PAGE EXCERPT
==*==

Scheme (2) above is not that fast but actually works quite well. The program sets a series of parameter tweaks, perhaps changing only about half the parameters, randomly selected, and then auto-tests these. If results start to look bad it rejects them and tries a new set until it finds a set that stays ahead. This is run on say 16 processors, each looking for some new better set and from these one or more good sets are used as a base for further testing.

When learning, the program uses a 10-player game, where 5 of the players are recent "best" players, one is an aggressive version of the current base set and one a timid version of the base set. A further 3 players are randomised learning players, using one or two learning methods.

Conclusion

Although the description above portrays what appears to be a uniform successful progression, it actually required many inevitable re-starts. Each time some term was added, or a bug found, the learning more-or-less had to re-start as the dynamic had changed. This was sometimes pre-skewed so that the learning started with a diluted version of what it had already learnt, on the basis that the new maxima may not be that far off the old one. This required tweaking and tuning. It also involved periods where the engine seem to lose the capacity to learn at all and this needed the learning mechanism to be re-tweaked so that it could progress.

Early versions, with important areas of knowledge missing, quickly learned to play very badly, if they could get away with it. The early Poker was unable to respond to strong bluffing so each learning player found that excessive bluffing was very successful, so bluffed pretty well all the time.

==*==

AVAILABLE DATA

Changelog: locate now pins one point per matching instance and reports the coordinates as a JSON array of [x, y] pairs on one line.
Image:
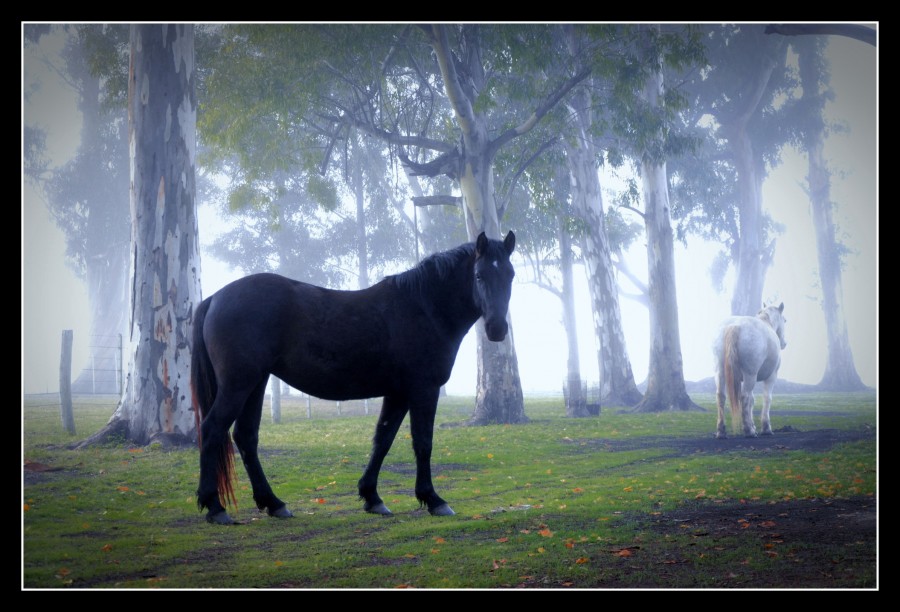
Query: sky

==*==

Continue the passage on how the poker program learned its playing parameters, starting after its final sentence.

Note that this learning universe is for matches that cannot be observed, as they progress at very high speed. 20 hands will be played in under one second. Therefore the evolving players are not easily observed. It then required manual testing of the new learned player to see what they do. As was often the case they deviated from known best play, so this exposed some further weakness in evaluation.

The original 22 terms quickly became 45 terms as new knowledge was added. These include terms that control bluffing. This closed progression was also tested against the well known Poker Academy program, which provided useful insights into its play as the program's choice could be compared with the Poker Academy's recommendation. Initially the goal was to mirror Poker Academy's advice but increasingly our program deviated from this and usually scored higher than the Poker Academy Bots, mostly coming 1st or 2nd among 10 players.

The long-term conclusion of this is some time away as it is still a young program. However it currently seems stronger than the widely regarded Poker Academy, and can play very quickly, so is already on a good track. This engine is already being implemented in a commercial product.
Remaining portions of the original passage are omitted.